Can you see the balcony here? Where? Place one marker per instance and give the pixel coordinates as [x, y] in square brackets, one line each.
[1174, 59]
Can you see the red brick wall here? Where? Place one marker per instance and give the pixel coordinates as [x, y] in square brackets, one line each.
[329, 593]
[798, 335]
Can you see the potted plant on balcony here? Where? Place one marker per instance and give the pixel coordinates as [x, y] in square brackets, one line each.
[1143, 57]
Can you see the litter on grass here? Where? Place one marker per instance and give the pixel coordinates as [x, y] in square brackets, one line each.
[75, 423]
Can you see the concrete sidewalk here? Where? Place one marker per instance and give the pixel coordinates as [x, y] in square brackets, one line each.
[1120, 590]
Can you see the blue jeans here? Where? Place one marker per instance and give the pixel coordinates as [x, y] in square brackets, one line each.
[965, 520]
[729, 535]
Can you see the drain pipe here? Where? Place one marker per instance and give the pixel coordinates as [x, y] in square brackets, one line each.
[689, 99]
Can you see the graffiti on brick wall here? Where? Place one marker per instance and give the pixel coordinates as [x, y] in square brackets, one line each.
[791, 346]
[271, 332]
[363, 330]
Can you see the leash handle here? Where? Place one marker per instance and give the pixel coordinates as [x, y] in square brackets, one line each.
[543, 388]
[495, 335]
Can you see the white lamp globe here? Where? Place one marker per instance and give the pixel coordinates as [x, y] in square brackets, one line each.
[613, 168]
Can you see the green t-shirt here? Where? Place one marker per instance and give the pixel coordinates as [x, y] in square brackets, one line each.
* * * * *
Task description => Render every line of the listing above as a JSON list of strings, one string per line, leaving out any blank lines.

Response =>
[
  "Can you see the balcony here? Where? Place one marker per instance and give the pixel coordinates as [x, y] in square brackets, one line each.",
  "[1174, 59]",
  "Can you see the red brick wall here? Where? Place one marker per instance and give the pixel coordinates as [x, y] in square brackets, one line each.",
  "[329, 593]",
  "[798, 335]",
  "Can you see the potted plant on balcony here? Where? Place one marker per instance and give the pixel coordinates as [x, y] in square brackets, one line each.",
  "[1143, 57]",
  "Can you see the litter on grass here? Where? Place one marker per instance and give the pixel coordinates as [x, y] in square brackets, one line each.",
  "[75, 423]",
  "Can you see the concrete sidewalk here? Where? Place one marker per instance and give the pixel coordinates as [x, y] in square brackets, one line each.",
  "[1120, 590]",
  "Can you see the blue jeans here? Where? Place one marker per instance and give the pixel coordinates as [x, y] in square brackets, one line each.",
  "[965, 520]",
  "[729, 535]",
  "Can you see the drain pipe here? Where? Place one marker per instance and give the pixel coordinates as [x, y] in square brackets, one line each.",
  "[689, 99]",
  "Can you see the graffiti on brick wall here? Where? Place one marker per instance and give the pixel coordinates as [x, y] in square brackets, one line each.",
  "[791, 346]",
  "[271, 332]",
  "[363, 330]",
  "Can you see the leash handle here? Where? Place one marker per instance and give the pixel coordinates as [x, y] in square brackets, one line each.",
  "[543, 388]",
  "[495, 335]",
  "Can you see the white lamp globe here? Where? Place one marker per instance and give the pixel coordinates as [x, y] in square brackets, one line each.",
  "[613, 168]",
  "Can you see the green t-shirt here? Where? Place one marker per instance and give the pixel coordinates as [x, y] in square brackets, one line each."
]